**Description of the task**
Repeat, line for line, the entries printed below.
** Source material follows **
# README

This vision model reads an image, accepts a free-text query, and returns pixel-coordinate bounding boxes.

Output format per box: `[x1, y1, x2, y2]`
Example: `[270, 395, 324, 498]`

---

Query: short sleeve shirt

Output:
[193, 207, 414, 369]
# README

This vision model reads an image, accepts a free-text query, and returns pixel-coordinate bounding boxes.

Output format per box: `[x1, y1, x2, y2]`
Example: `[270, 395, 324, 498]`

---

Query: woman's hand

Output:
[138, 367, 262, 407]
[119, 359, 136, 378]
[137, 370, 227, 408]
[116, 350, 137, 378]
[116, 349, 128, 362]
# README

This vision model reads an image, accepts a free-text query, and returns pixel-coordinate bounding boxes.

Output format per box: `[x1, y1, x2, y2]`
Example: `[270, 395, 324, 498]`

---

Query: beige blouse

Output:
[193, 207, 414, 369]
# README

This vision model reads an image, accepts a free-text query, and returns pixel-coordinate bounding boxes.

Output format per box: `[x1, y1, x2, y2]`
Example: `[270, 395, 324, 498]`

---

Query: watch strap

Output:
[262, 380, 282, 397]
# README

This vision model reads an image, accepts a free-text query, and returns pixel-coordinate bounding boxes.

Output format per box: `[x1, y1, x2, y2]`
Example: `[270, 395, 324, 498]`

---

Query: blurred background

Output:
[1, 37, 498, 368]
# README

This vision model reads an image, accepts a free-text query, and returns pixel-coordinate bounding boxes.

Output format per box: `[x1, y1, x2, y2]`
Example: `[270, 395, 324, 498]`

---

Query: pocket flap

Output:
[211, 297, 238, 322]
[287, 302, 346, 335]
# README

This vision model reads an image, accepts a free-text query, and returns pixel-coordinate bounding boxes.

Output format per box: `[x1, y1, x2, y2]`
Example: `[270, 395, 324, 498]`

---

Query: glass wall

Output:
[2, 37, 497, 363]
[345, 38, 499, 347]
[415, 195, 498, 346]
** End of Source material **
**Problem solution**
# README

This vision model reads an image, accepts a free-text query, and returns pixel-coordinate bounding boxes.

Output format per box: `[x1, y1, x2, y2]`
Example: `[270, 395, 324, 498]`

---

Query: short sleeve shirt

Output:
[193, 207, 414, 369]
# README

This vision model reads an image, accepts a free-text query, and returns pixel-coordinate bounding boxes.

Output format per box: `[x1, y1, x2, y2]`
Example: `[270, 395, 324, 498]`

---

Query: woman's hand

Output:
[138, 367, 262, 407]
[119, 359, 136, 378]
[137, 370, 227, 408]
[116, 350, 137, 378]
[116, 349, 128, 362]
# README

This vision model reads an image, accepts a free-text query, and returns pixel-coordinate bounding boxes.

Output format per box: `[x1, y1, x2, y2]`
Example: `[270, 395, 324, 498]`

---

Query: beige blouse

Output:
[193, 207, 414, 369]
# README

This vision model reads an image, accepts a free-text query, and returns pixel-coordinate bounding boxes.

Output format per box: `[x1, y1, x2, y2]`
Example: `[270, 395, 324, 498]`

---

Query: watch strap

Output:
[262, 380, 282, 397]
# README

This vision model reads an image, accepts a free-text query, and returns pixel-coordinate bounding boxes.

Output format per box: `[x1, y1, x2, y2]`
Example: `[270, 395, 324, 498]`

---

Query: blurred background

Output:
[1, 37, 498, 368]
# README

This vision model reads an image, accepts a free-text query, and returns pixel-coordinate bounding boxes.

Output format per box: `[x1, y1, x2, y2]`
Example: `[270, 395, 324, 498]`

---

Query: pocket flap

Output:
[211, 297, 238, 322]
[287, 302, 346, 335]
# README

This vision model reads an image, accepts a free-text query, and returns pixel-coordinate bounding boxes.

Output format per box: `[x1, y1, x2, y2]`
Example: `[270, 395, 324, 498]`

---

Query: glass wall

Output:
[2, 37, 497, 363]
[345, 38, 499, 347]
[415, 195, 498, 346]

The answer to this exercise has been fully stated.